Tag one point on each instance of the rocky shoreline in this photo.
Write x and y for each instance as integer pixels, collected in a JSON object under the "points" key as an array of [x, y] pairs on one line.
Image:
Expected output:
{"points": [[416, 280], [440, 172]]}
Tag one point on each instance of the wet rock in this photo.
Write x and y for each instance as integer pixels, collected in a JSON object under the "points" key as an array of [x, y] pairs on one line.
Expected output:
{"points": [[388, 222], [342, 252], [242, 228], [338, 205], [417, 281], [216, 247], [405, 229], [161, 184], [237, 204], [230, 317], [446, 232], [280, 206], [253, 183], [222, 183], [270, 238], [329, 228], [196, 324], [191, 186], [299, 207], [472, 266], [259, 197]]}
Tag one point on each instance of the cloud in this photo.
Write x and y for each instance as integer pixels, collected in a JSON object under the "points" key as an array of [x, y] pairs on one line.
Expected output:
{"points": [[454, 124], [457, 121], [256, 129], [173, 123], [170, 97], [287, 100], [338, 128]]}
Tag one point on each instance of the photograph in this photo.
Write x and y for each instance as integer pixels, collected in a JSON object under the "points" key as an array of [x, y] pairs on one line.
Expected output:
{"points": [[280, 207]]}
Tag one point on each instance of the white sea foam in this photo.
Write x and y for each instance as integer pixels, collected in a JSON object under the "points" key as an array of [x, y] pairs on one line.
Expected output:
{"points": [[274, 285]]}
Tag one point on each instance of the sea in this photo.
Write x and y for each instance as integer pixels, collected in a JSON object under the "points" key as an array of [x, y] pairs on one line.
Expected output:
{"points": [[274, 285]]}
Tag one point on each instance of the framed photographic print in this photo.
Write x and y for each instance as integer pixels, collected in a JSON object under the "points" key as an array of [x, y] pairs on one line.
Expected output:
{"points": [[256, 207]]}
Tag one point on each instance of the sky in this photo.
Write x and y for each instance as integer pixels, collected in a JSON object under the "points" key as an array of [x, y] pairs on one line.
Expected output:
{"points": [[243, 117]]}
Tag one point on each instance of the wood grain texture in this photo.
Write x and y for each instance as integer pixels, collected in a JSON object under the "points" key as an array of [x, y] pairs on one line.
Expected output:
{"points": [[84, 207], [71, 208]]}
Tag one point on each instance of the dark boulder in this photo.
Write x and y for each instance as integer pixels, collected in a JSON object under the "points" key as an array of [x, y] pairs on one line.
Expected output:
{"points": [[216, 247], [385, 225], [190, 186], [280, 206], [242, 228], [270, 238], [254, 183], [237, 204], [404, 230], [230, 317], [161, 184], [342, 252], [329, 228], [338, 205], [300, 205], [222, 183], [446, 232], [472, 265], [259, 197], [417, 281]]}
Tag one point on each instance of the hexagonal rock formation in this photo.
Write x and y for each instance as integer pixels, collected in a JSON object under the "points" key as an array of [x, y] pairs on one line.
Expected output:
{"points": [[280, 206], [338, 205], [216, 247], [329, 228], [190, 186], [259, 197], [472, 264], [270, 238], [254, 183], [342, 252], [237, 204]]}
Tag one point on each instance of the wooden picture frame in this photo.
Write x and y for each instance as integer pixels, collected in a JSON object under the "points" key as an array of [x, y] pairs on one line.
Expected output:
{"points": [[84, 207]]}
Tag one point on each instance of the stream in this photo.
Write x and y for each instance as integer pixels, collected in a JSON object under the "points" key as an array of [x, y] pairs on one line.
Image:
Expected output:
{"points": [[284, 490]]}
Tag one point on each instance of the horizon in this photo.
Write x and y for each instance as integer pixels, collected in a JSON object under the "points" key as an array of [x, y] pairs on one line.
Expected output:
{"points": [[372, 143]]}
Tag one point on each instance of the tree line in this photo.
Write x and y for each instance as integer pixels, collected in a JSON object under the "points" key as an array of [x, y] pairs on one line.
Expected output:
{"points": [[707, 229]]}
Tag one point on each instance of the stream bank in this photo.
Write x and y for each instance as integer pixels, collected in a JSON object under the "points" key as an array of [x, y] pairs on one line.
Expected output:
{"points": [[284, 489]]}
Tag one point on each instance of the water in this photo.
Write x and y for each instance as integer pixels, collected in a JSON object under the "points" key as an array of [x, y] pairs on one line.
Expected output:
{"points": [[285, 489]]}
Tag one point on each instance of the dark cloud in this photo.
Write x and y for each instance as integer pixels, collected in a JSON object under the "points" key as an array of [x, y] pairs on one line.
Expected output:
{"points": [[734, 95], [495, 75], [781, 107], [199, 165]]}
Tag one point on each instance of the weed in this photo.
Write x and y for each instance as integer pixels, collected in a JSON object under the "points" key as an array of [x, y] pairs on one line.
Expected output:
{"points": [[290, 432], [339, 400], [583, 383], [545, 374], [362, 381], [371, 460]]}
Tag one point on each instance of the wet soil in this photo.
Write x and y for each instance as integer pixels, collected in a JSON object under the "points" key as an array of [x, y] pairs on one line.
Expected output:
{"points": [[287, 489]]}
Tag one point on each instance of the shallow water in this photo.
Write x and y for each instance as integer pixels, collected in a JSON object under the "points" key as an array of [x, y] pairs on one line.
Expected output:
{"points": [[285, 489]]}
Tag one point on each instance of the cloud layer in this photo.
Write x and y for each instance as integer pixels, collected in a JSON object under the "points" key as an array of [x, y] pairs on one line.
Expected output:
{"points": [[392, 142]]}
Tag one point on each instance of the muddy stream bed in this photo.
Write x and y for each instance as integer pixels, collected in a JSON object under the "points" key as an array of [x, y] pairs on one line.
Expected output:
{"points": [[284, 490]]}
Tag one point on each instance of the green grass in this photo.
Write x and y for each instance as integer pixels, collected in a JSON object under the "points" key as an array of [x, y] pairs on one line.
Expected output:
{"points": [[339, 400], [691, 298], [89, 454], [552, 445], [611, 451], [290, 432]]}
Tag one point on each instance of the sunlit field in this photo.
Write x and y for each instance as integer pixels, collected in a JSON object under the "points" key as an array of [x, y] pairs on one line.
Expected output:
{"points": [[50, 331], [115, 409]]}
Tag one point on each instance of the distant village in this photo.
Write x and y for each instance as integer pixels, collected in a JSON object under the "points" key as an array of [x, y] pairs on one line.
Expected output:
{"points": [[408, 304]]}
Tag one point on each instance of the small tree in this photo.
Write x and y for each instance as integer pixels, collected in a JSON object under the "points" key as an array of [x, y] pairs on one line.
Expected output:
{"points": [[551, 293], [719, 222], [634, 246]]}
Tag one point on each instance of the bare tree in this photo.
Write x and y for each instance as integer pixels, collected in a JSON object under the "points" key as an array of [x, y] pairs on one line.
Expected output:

==========

Copy out every line of the records above word for word, from the first through the last.

* Answer in full *
Tag one point on each instance of the rocky shoreline in this photo.
Write x and y for each instance as integer pixels, collected in a JSON object under the "points" key as an array of [x, y] pairs on one line.
Image:
Expected output:
{"points": [[416, 280], [440, 172]]}
Tag one point on each instance of the wet rock in this photo.
Write x and y for each instance as integer pixels, collected in a JSON object under the "points" key as an array of [x, y] pairs on one line.
Expected output:
{"points": [[388, 222], [342, 252], [242, 228], [338, 205], [417, 281], [216, 247], [405, 229], [161, 184], [237, 204], [230, 317], [446, 232], [280, 206], [253, 183], [222, 183], [270, 238], [329, 228], [196, 324], [191, 186], [299, 207], [472, 266], [259, 197]]}
Tag one point on each instance of the cloud in this photo.
Write x and y for each instance as integer pixels, collected in a JSON object under the "points" key as an array of [x, y] pairs on one line.
Expected output:
{"points": [[454, 124], [457, 121], [256, 129], [173, 123], [170, 97], [287, 100], [338, 128]]}
Tag one point on each instance of the photograph in this photo.
Write x and y for each instance as integer pixels, collected in a JSON object under the "points" key as an array of [x, y] pairs on one line.
Expected output:
{"points": [[280, 207]]}
Tag one point on each instance of the white sea foam in this photo.
Write x and y for each instance as integer pixels, collected in a JSON object under the "points" key as an array of [x, y] pairs on one line.
Expected output:
{"points": [[274, 285]]}
Tag one point on each instance of the sea in this photo.
Write x and y for each instance as integer pixels, collected in a JSON object under the "points" key as an array of [x, y] pairs on one line.
Expected output:
{"points": [[274, 285]]}
Tag one point on each instance of the framed photographic print in this photo.
Write x and y for each instance as integer pixels, collected in a JSON object under the "points" key as an array of [x, y] pairs on one line.
Expected output:
{"points": [[256, 207]]}
Tag one point on each instance of the sky in this photo.
Write x and y for each instance as integer pixels, collected in a JSON object under the "points" key as an array of [x, y] pairs on one line.
Expected output:
{"points": [[243, 117]]}
Tag one point on each instance of the wood grain texture in this photo.
Write x and y for each instance as integer pixels, collected in a JSON object under the "points" key as an array of [x, y] pairs on one line.
Expected output:
{"points": [[84, 207], [71, 208]]}
Tag one point on each instance of the dark boulder in this photo.
Write x and y for each instance as integer pixels, collected in a JSON object under the "points" key as an array of [x, y] pairs on one line.
Expected output:
{"points": [[216, 247], [385, 225], [190, 186], [280, 206], [242, 228], [270, 238], [254, 183], [237, 204], [404, 230], [230, 317], [161, 184], [342, 252], [329, 228], [338, 205], [300, 205], [222, 183], [446, 232], [472, 265], [259, 197], [417, 281]]}
Tag one point on each instance of the hexagonal rock formation in this photo.
Write x and y for each instance as integer pixels, collected in a JSON object under the "points" key as an array of [x, y] pairs on one line.
Expected output:
{"points": [[280, 206], [338, 205], [216, 247], [329, 228], [190, 186], [259, 197], [472, 264], [270, 238], [254, 183], [342, 252], [237, 204]]}
Tag one point on each instance of the wooden picture frame in this photo.
Write x and y for each instance as integer pixels, collected in a JSON object under the "points" key as an array of [x, y] pairs on one line.
Expected output:
{"points": [[84, 207]]}
Tag one point on each instance of the stream in this photo.
Write x and y for each instance as integer pixels, collected in a JSON object under the "points" key as an array of [x, y] pairs on one line.
Image:
Expected output:
{"points": [[284, 490]]}
Tag one point on each instance of the horizon in this photo.
Write x and y for each instance as integer pixels, collected in a JSON object under the "points" key as an array of [x, y] pairs on one line.
Expected output:
{"points": [[372, 143]]}
Tag one point on each instance of the tree line in this photo.
Write x and y for each instance as integer pixels, collected in a JSON object under the "points" key as an array of [x, y] pairs on one line.
Expected output:
{"points": [[707, 229]]}
Tag one point on each instance of the stream bank in this photo.
Write x and y for each instance as integer pixels, collected in a JSON object under the "points" key as an array of [x, y] pairs on one line.
Expected output:
{"points": [[284, 489]]}
Tag one point on each instance of the water in this photo.
Write x and y for each instance as integer pixels, collected in a JSON object under the "points" key as an array of [x, y] pairs on one line.
Expected output:
{"points": [[285, 489]]}
Tag one point on each instance of the dark cloud in this photo.
Write x and y for each instance as integer pixels, collected in a JSON object under the "points" key as an array of [x, y] pairs on one line.
Expected output:
{"points": [[734, 95], [495, 75], [781, 107], [199, 165]]}
Tag one point on each instance of the weed in this photo.
Write x and y for each instance as integer pixels, collected in a JSON object under the "points" key as an array of [x, y] pairs on one line.
Expected output:
{"points": [[290, 432], [339, 400], [583, 383], [545, 374], [362, 381], [371, 460]]}
Tag one point on each instance of the wet soil in this photo.
Write x and y for each instance as integer pixels, collected in a JSON object under the "points" key as an array of [x, y] pairs on one line.
Expected output:
{"points": [[287, 489]]}
Tag one point on each instance of the shallow water in this photo.
Write x and y for each instance as integer pixels, collected in a JSON object under the "points" key as an array of [x, y] pairs on one line.
Expected output:
{"points": [[285, 489]]}
Tag one point on each instance of the cloud layer in this photo.
Write x and y for each instance as integer pixels, collected in a JSON object under the "points" key as an array of [x, y] pairs on one line.
Expected output:
{"points": [[392, 142]]}
Tag one point on each instance of the muddy stream bed in this photo.
Write x and y for each instance as integer pixels, collected in a JSON object under the "points" key as an array of [x, y] pairs on one line.
Expected output:
{"points": [[284, 490]]}
Tag one point on each instance of the green grass in this photo.
Write x and y for each instance as integer pixels, collected in a JSON object under the "points" key as an array of [x, y] pairs on one line.
Expected output:
{"points": [[339, 400], [691, 298], [89, 454], [552, 445], [611, 451], [290, 432]]}
Tag one point on each instance of the sunlit field in this photo.
Write x and y for each instance as integer pixels, collected in a JSON object under the "points" key as an array of [x, y] pairs on one line.
Expected output:
{"points": [[50, 331], [115, 409]]}
Tag one point on each instance of the distant village in this photo.
Write x and y for each instance as integer pixels, collected in a JSON object under the "points" key as an array of [x, y] pairs on one line.
Expected output:
{"points": [[408, 304]]}
Tag one point on each instance of the small tree in this photo.
Write x and y for each instance as integer pixels, collected in a JSON object under the "points" key as an array of [x, y] pairs on one line.
Expected output:
{"points": [[551, 293], [719, 222], [634, 246]]}
Tag one point on each instance of the bare tree in this photo.
Write x and y for each instance as integer pixels, collected in a JSON object under the "points" key as an array of [x, y] pairs on one line.
Expected output:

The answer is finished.